**Deine Aufgabe:** Ersetze im Text über meldepflichtige Steuergestaltungen "de-minimis Schwelle" durch "Bagatellgrenze" und schreib ihn dabei von "Anders als die" bis einschließlich "Euro nicht übersteigt." noch einmal ab.

**Vorgegebener Text:**
Anders als die EU-Richtlinie, halten wir jedoch zusätzlich die Anwendung von negativen Regelbeispiele für wichtig. Denn durch diese Negativbeispiele kann der Kreis der meldepflichtigen Steuergestaltungen noch weiter eingeschränkt werden. Nach unseren Vorstellungen liegt eine anzeigepflichtige Steuergestaltung nicht vor, wenn sie nachweislich bereits bekannt ist. Gleiches gilt in der Regel, wenn die Gestaltung auf einen Einzelfall zugeschnitten ist, also nicht ohne weiteres auf Andere übertragen werden kann, oder wenn sie von natürlichen Personen ohne Hilfskräfte für eigene Zwecke konzipiert wurde. Außerdem halten wir eine de-minimis Schwelle für angebracht, z.B., wenn auf Basis vereinfachter Annahmen der Barwert des Steuervorteils 50.000 Euro nicht übersteigt.

**Inhalt der Daten:**
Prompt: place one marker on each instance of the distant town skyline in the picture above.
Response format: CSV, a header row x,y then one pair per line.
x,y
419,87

**Lösung:**
Anders als die EU-Richtlinie, halten wir jedoch zusätzlich die Anwendung von negativen Regelbeispiele für wichtig. Denn durch diese Negativbeispiele kann der Kreis der meldepflichtigen Steuergestaltungen noch weiter eingeschränkt werden. Nach unseren Vorstellungen liegt eine anzeigepflichtige Steuergestaltung nicht vor, wenn sie nachweislich bereits bekannt ist. Gleiches gilt in der Regel, wenn die Gestaltung auf einen Einzelfall zugeschnitten ist, also nicht ohne weiteres auf Andere übertragen werden kann, oder wenn sie von natürlichen Personen ohne Hilfskräfte für eigene Zwecke konzipiert wurde. Außerdem halten wir eine Bagatellgrenze für angebracht, z.B., wenn auf Basis vereinfachter Annahmen der Barwert des Steuervorteils 50.000 Euro nicht übersteigt.